Ejercicio breve 1 ->
Cambia "ganado" por "rebaño" en el texto sobre el trato a los esclavos y escribe el fragmento que va desde "Ese dominio de" hasta "(que no concretó).", ambos incluidos.
───── Texto seleccionado
Todos los moralistas coincidían en la necesidad de tratar bien a los negros, cualquiera que fuese la postura que defendieran ellos en relación con la licitud de comprarlos y venderlos. Lo señalaba ya Francisco de Vitoria al lamentar la inhumanidad con que los mercaderes traían a los esclavos, “no se acordando los señores que aquéllos son sus prójimos y de lo que dice san Pablo, que el señor y el siervo tienen otro Señor a quien el uno y el otro han de dar cuenta”.

Ese dominio de un hombre sobre otro –advertía Rebello en 1608– es menos privativo que el que tiene aquél sobre su ganado, pues no puede usar del mismo modo de ambos, aunque de uno y de otro pueda usar en su propio provecho y no en beneficio del siervo. Porque el siervo no pertenecía absolutamente al señor, sino que tenía algunos derechos (que no concretó).

“El señor del esclavo no tiene el dominio de la vida y miembros del siervo. Por lo cual no le puede poner con buena conciencia en manifiesto peligro de muerte [...] lo cual suele acontener en el cavar y sacar tesoros y minerales [...] no pueden con buena conciencia azotarlos ni pringarlos tan gravemente que pierdan el uso de sus miembros o que enfermen gravemente [...] lo cual se dice por algunos cristianos que tratan tales esclavos como si no fueran hombres [...]. Débenles todo lo necesario para sustentar la vida”.

Sólo en caso de peligro de fuga o de otra causa justa, cabía atar a los esclavos con pesadas cadenas o pesos de hierro e incluso marcarlos en la cara; aunque esto último estaría permitido legalmente en la Monarquía Católica hasta 1784, en que lo prohibió Carlos III. De facto, Solórzano Pereira ya lo había contemplado con menos reservas en 1647, en la Política indiana: “En siendo esclavos legítimos, el mismo derecho introdujo la costumbre de poderlos herrar en el cuerpo o en la cara, a voluntad de sus amos, o ya para castigarlos por sus hechos y excesos, o ya para tenerlos más seguros que no se huyesen”.

Solórzano –como solían hacer varios de estos juristas y teólogos con los teólogos y juristas que habían escrito antes que ellos– citaba en su apoyo a Rebello; pero la verdad es que éste había propuesto como salida excepcional lo que el jurista español proponía como costumbre. En rigor, en éste y otros párrafos, Solórzano daba una de cal y otra de arena. En 1627, el jesuita Sandoval había explicado el deber del buen trato partiendo de la igualdad natural de todos los hombres, claro es que compaginada con el realismo, cristiano también, de asumir las diferencias sociales.
──────────
Ejercicio breve 2 ->
Devuelve sin ningún cambio todas las líneas de los registros que aparecen a continuación.
───── Datos proporcionados
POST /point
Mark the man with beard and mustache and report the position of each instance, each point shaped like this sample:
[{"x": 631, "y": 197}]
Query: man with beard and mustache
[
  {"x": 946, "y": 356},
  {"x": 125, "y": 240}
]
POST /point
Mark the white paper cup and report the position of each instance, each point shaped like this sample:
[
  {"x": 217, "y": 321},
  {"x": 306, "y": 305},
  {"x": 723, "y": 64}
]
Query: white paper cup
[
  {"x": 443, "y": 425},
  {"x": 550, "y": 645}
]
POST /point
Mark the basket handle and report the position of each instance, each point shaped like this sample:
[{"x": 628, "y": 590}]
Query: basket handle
──────────
Resultado completo 1 ->
Ese dominio de un hombre sobre otro –advertía Rebello en 1608– es menos privativo que el que tiene aquél sobre su rebaño, pues no puede usar del mismo modo de ambos, aunque de uno y de otro pueda usar en su propio provecho y no en beneficio del siervo. Porque el siervo no pertenecía absolutamente al señor, sino que tenía algunos derechos (que no concretó).

Resultado completo 2 ->
POST /point
Mark the man with beard and mustache and report the position of each instance, each point shaped like this sample:
[{"x": 631, "y": 197}]
Query: man with beard and mustache
[
  {"x": 946, "y": 356},
  {"x": 125, "y": 240}
]
POST /point
Mark the white paper cup and report the position of each instance, each point shaped like this sample:
[
  {"x": 217, "y": 321},
  {"x": 306, "y": 305},
  {"x": 723, "y": 64}
]
Query: white paper cup
[
  {"x": 443, "y": 425},
  {"x": 550, "y": 645}
]
POST /point
Mark the basket handle and report the position of each instance, each point shaped like this sample:
[{"x": 628, "y": 590}]
Query: basket handle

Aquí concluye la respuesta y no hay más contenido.